Work item>
What lines of the data below hold the string "light"? Copy each one out.

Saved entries
--------------------------------------------------

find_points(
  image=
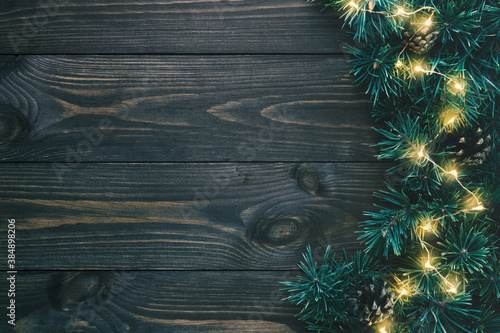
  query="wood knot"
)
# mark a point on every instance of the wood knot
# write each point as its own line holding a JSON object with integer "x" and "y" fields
{"x": 68, "y": 290}
{"x": 308, "y": 179}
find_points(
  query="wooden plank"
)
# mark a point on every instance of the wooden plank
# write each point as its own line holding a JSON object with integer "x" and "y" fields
{"x": 183, "y": 108}
{"x": 183, "y": 216}
{"x": 168, "y": 26}
{"x": 199, "y": 301}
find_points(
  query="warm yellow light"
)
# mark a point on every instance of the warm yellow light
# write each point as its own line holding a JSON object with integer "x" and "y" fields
{"x": 419, "y": 69}
{"x": 421, "y": 152}
{"x": 479, "y": 207}
{"x": 451, "y": 121}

--------------------------------------------------

Result below>
  query="warm yellow light"
# mark a point on every instance of the warm yellow light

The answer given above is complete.